Required work ▸ Retype the records below exactly. Leave nothing out.

Records shown ▸
• • • • •
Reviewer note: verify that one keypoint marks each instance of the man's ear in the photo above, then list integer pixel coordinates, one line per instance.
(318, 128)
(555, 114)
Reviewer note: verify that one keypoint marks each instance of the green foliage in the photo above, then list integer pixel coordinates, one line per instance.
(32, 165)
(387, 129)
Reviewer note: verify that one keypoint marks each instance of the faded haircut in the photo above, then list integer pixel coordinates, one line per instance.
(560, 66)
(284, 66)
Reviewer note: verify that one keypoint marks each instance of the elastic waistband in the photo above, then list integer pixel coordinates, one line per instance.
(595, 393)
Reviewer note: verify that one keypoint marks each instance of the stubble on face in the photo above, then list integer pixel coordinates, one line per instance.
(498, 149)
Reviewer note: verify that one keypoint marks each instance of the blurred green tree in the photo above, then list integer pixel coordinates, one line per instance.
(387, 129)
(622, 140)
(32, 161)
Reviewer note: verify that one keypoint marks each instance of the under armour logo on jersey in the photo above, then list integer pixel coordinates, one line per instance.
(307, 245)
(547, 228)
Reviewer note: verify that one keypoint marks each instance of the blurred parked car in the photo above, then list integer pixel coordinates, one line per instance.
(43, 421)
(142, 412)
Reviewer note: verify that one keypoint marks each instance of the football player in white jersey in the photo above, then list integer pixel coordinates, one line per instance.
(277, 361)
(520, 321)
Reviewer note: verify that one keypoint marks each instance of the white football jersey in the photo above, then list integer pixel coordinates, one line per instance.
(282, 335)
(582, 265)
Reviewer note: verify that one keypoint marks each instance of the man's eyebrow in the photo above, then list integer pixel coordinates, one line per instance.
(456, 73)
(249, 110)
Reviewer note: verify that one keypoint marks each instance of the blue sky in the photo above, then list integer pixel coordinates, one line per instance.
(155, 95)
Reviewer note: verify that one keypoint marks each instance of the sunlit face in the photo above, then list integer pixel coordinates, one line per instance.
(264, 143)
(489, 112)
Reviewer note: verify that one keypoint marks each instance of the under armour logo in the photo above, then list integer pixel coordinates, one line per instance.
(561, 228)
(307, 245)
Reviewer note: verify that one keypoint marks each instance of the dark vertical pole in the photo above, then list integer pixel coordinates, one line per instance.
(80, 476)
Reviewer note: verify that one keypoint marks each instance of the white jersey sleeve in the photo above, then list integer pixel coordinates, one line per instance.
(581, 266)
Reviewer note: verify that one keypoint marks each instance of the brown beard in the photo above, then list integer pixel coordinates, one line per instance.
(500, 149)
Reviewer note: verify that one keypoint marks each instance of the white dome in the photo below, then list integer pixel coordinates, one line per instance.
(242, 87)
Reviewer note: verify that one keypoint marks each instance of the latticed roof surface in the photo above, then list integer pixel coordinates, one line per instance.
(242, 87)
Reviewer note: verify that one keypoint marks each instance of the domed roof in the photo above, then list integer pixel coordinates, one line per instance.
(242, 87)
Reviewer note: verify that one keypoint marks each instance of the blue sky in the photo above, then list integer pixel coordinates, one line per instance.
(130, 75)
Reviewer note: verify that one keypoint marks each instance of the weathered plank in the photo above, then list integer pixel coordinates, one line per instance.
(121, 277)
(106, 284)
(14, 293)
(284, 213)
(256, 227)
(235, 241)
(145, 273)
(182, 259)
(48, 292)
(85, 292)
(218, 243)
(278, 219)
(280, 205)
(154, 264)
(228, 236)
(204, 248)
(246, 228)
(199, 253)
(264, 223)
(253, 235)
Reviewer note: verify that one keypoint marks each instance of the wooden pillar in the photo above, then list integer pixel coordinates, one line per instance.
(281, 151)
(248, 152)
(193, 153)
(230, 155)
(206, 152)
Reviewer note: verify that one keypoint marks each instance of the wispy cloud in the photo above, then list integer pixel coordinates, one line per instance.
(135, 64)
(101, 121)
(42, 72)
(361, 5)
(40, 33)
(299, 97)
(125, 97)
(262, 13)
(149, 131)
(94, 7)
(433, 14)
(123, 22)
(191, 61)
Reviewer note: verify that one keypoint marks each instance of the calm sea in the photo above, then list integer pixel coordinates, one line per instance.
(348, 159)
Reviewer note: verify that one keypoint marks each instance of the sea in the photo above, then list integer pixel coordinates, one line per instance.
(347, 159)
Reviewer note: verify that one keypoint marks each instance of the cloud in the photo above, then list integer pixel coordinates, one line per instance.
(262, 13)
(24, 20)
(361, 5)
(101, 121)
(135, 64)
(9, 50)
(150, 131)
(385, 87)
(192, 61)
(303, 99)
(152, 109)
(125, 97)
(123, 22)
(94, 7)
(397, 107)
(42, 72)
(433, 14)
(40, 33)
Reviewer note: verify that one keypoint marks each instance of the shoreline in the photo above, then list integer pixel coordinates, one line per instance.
• • • • •
Result below ▸
Reviewer note: verify that one keypoint marks each instance of the man's ear in the photo above, then list integer pixel coordinates, one line per instance.
(318, 128)
(555, 114)
Reviewer note: verify that one keypoint marks each instance of the green foliage in the photo above, then list integer pixel coordinates, one line per instance.
(32, 165)
(387, 129)
Reviewer note: verify that one keypoint marks each instance of the faded haircut in the photo above, then list integer pixel coordinates, one line per instance.
(560, 66)
(284, 66)
Reviewer note: verify that one keypoint marks each instance of the elastic waistband in the photo above, then list integer pixel coordinates, one line per instance.
(595, 393)
Reviewer note: verify that one keypoint marks each instance of the stubble on face in the photo above, then list integer pixel coordinates, one line per instance.
(498, 149)
Reviewer note: verify that one keypoint marks each instance of the blurred green tree in the photo above, then list integer pixel coordinates, one line per instance.
(387, 129)
(622, 140)
(32, 161)
Reviewer note: verify that one keypoint marks each instance of the under armour logo on jersey in the photo above, then list integer pixel coordinates, one line per instance.
(307, 245)
(547, 228)
Reviewer note: verify that one keypoint marks each instance of the blurred parked car in the photo above, then list integer pixel coordinates, one line per instance.
(43, 421)
(142, 412)
Reviewer note: verify that one keypoint marks each instance of the football player in white jersey in the photo above, then list integer pixel coordinates, one line per instance.
(277, 361)
(520, 321)
Reviewer note: verify that one keypoint marks each instance of the white football jersey in the photo above, then list integer pixel coordinates, one line per instance.
(282, 335)
(582, 265)
Reviewer note: verify that one keypoint marks each instance of the man's eyebrow in the photo above, then list integer pixel coordinates, one line per instance.
(456, 73)
(249, 110)
Reviewer note: verify that one keypoint marks each instance of the blue sky in the photo above, then list integer pixel coordinates, one line per instance.
(155, 95)
Reviewer note: verify that one keypoint marks each instance of the sunlit face in the photo above, then list integer pixel coordinates, one line per instance.
(264, 143)
(489, 112)
Reviewer note: verify that one keypoint marks each instance of the under armour logo in the photo above, then list integer pixel coordinates, one line per instance.
(561, 228)
(307, 245)
Reviewer note: verify that one keypoint marks each instance of the dark vertical pole in the photo above, then list integer pixel coordinates, one line per instance.
(80, 476)
Reviewer note: verify that one keypoint marks each instance of the white jersey sleeve in the photo above, then list integer pixel coordinates, one line per instance.
(581, 266)
Reviewer note: verify that one keypoint marks each instance of the brown beard in the photo above, then list integer pixel coordinates, one line per instance.
(500, 149)
Reviewer note: verify that one keypoint marks each instance of the white dome in the photo below, then list integer pixel coordinates, one line per instance.
(242, 87)
Reviewer note: verify that one keypoint marks each instance of the latticed roof surface in the photo above, then list integer pixel coordinates, one line per instance.
(242, 87)
Reviewer note: verify that one keypoint marks each instance of the domed roof in the photo above, then list integer pixel coordinates, one line per instance.
(242, 87)
Reviewer note: verify that one keypoint marks each instance of the blue sky in the photo above, then list integer pixel coordinates, one line per instance.
(130, 75)
Reviewer note: verify that one keypoint marks each instance of the weathered plank in the photo above, then list integer pixel coordinates, one line per instance.
(121, 277)
(106, 284)
(14, 293)
(284, 213)
(256, 227)
(235, 241)
(145, 273)
(182, 259)
(48, 292)
(85, 292)
(218, 243)
(278, 219)
(280, 205)
(154, 264)
(228, 236)
(204, 248)
(246, 228)
(199, 253)
(264, 223)
(253, 235)
Reviewer note: verify that one keypoint marks each instance of the wooden pillar in the photo above, then list integer pixel coordinates, one line per instance.
(281, 151)
(248, 152)
(193, 153)
(230, 155)
(206, 152)
Reviewer note: verify that one keypoint marks each instance of the wispy cloud in the photo above, then list integer pixel coordinates, one line per instance.
(135, 64)
(101, 121)
(42, 72)
(361, 5)
(40, 33)
(299, 97)
(125, 97)
(262, 13)
(149, 131)
(94, 7)
(433, 14)
(123, 22)
(191, 61)
Reviewer note: verify that one keypoint marks each instance of the calm sea in the photo above, then list integer pixel coordinates, one line per instance.
(348, 159)
Reviewer note: verify that one keypoint marks each instance of the sea in the photo above, then list integer pixel coordinates, one line per instance.
(347, 159)
Reviewer note: verify that one keypoint marks each instance of the cloud in the photo above, then list integer pixel coordinates, one line per instance.
(262, 13)
(24, 20)
(361, 5)
(101, 121)
(135, 64)
(9, 50)
(150, 131)
(385, 87)
(192, 61)
(303, 99)
(152, 109)
(125, 97)
(123, 22)
(94, 7)
(397, 107)
(42, 72)
(433, 14)
(40, 33)
Reviewer note: verify that one keypoint marks each instance of the shoreline in the photo above, then list integer pixel coordinates, one line per instance.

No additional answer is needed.